(Testo dato):
----

Quando il multiculturalismo è un’idea conservatrice
Anche nel dibattito internazionale non ho trovato riferimenti significativi al libro di Orwell, con l’eccezione di due libri di Göran Adamson, un altro «liberale di sinistra» come è considerato Orwell. Egli cita ampiamente Orwell nel suo primo libro in cui si critica l’approccio delle università svedesi alla diversità e al multiculturalismo (A Troian Horse. A Leftist Critique of Multiculturalism in the West, Adamson, 2017). Nel suo secondo libro (Adamson, 2021), Adamson propone la definizione di «Nazionalista Masochista» (o «Nazionalismo Autocritico») con riferimento alle posizioni antioccidentali di molti appartenenti alla «Sinistra», mantenendo per la «Destra» il concetto tradizionale di Nazionalismo Sovranista (Adamson, 2021).
Secondo Adamson il Nazionalismo Masochista o Nazionalismo Autocritico è un sentimento assai diffuso nella sinistra non liberale che, negli ultimi anni, ha abbracciato l’esaltazione della diversità e il multiculturalismo. Egli lo collega al Nazionalismo Trasposto che Orwell attribuiva agli intellettuali inglesi.
L’esaltazione della diversità accomuna, per fini diversi ma che si alimentano reciprocamente, la Sinistra Masochista/Autocritica alla Destra Nazionalista. Alla Destra l’esaltazione serve a giustificare la necessità di separare i diversi per conservare la propria cultura o il proprio reddito o quant’altro. La Sinistra cerca di favorire i deboli, gli svantaggiati e i perseguitati, ma, esaltando acriticamente il multiculturalismo, rischia di rinchiudere gli individui di una etnia in una logica di gruppo, indebolendo il modello liberale di difesa della libertà individuale.
Nella prefazione del libro A Troian Horse, Adamson scrive: «Il multiculturalismo è un’idea conservatrice, che è vista come progressista. Il multiculturalismo e la diversità riguardano il background, l’etnia, l’appartenenza, i portavoce e le radici. Chi parla di radici parla di un idillio del passato, di un Eldorado storico in contrapposizione al suffragio universale, al progresso tecnologico e a tutto ciò che appartiene alla società moderna. (…) Le critiche contro la diversità, ci viene detto, vengono dalla destra. Questo libro assume la posizione opposta. Le critiche convincenti contro la diversità provengono sempre da una prospettiva di sinistra, da coloro che sostengono la meritocrazia invece dei diritti di gruppo, la maggioranza e la democrazia invece dell’adorazione delle minoranze, l’uguaglianza tra uomini e donne invece del patriarcato, lo stato di diritto invece della “legislazione sulle minoranze”, la scienza invece della fede, il dibattito invece della censura, la modernità e la beatitudine dell’oblio invece dell’ossessione per l’ingiustizia storica. (…) Inoltre, l’ideologia della diversità mostra numerose somiglianze con il neoliberismo. Il neoliberismo trae profitto dalla diversità, e la diversità è utile ai neoliberisti. L’establishment svedese ha permesso a un Cavallo di Troia di entrare in mezzo a lui» (Adamson, 2017).

----

(Voci):

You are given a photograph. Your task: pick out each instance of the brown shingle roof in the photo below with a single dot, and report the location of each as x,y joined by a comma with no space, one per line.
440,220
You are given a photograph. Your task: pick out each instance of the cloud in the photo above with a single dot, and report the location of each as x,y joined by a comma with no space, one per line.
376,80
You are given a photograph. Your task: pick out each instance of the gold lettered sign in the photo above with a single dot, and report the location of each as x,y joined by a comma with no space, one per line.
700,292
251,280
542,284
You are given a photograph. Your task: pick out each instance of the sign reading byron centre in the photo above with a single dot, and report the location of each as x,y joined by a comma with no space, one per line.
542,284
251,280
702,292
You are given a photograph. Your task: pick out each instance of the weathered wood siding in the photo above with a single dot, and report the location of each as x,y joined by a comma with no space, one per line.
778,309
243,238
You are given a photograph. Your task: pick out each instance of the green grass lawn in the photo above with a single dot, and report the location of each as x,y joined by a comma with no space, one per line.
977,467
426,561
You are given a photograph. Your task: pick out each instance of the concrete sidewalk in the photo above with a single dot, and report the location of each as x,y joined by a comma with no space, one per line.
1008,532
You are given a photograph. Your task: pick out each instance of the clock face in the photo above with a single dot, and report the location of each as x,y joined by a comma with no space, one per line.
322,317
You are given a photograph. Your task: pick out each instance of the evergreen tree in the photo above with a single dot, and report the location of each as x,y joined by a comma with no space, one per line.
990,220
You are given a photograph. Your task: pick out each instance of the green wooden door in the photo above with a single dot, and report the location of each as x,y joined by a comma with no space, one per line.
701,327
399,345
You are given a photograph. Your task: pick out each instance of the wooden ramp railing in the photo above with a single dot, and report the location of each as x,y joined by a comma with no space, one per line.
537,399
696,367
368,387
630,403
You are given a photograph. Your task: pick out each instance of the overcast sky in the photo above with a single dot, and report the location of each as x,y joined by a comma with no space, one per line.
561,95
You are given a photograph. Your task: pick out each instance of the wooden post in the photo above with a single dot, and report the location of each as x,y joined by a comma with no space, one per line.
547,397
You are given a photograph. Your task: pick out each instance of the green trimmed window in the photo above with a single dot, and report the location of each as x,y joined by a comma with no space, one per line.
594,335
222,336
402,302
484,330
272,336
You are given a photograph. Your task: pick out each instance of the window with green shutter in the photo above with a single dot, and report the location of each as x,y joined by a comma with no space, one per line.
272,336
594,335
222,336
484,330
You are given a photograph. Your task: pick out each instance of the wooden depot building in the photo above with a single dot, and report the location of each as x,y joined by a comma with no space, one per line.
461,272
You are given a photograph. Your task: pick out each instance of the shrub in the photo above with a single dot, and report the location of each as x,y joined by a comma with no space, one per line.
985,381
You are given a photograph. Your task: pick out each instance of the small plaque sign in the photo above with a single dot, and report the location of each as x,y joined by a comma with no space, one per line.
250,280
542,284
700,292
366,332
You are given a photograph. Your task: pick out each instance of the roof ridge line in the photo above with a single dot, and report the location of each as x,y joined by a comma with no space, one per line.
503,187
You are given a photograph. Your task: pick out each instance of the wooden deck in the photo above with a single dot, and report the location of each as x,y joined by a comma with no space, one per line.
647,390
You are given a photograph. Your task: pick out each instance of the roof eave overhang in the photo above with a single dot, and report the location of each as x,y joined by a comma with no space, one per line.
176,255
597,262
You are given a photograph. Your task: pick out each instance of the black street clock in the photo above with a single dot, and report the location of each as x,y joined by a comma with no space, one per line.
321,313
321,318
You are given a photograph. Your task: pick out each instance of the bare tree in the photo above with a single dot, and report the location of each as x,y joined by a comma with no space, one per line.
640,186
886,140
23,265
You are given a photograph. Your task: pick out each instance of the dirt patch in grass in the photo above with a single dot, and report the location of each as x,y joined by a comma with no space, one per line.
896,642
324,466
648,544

----

(Elenco dei compiti):
A) Nel testo sul multiculturalismo, quale definizione propone Adamson nel suo secondo libro?
B) Cita dal testo sul multiculturalismo il tratto che va da "Secondo Adamson il" fino a "della libertà individuale.".
C) Secondo il testo sul multiculturalismo, perché la Sinistra rischia di indebolire il modello liberale? Rispondi in una, due o tre frasi.
Le voci provengono da una fonte diversa.

(Le soluzioni):
A) La definizione di «Nazionalista Masochista» (o «Nazionalismo Autocritico»).

B)
Secondo Adamson il Nazionalismo Masochista o Nazionalismo Autocritico è un sentimento assai diffuso nella sinistra non liberale che, negli ultimi anni, ha abbracciato l’esaltazione della diversità e il multiculturalismo. Egli lo collega al Nazionalismo Trasposto che Orwell attribuiva agli intellettuali inglesi.
L’esaltazione della diversità accomuna, per fini diversi ma che si alimentano reciprocamente, la Sinistra Masochista/Autocritica alla Destra Nazionalista. Alla Destra l’esaltazione serve a giustificare la necessità di separare i diversi per conservare la propria cultura o il proprio reddito o quant’altro. La Sinistra cerca di favorire i deboli, gli svantaggiati e i perseguitati, ma, esaltando acriticamente il multiculturalismo, rischia di rinchiudere gli individui di una etnia in una logica di gruppo, indebolendo il modello liberale di difesa della libertà individuale.

C) Perché, esaltando acriticamente il multiculturalismo, rischia di rinchiudere gli individui di una etnia in una logica di gruppo. Così indebolisce il modello liberale, che difende la libertà individuale.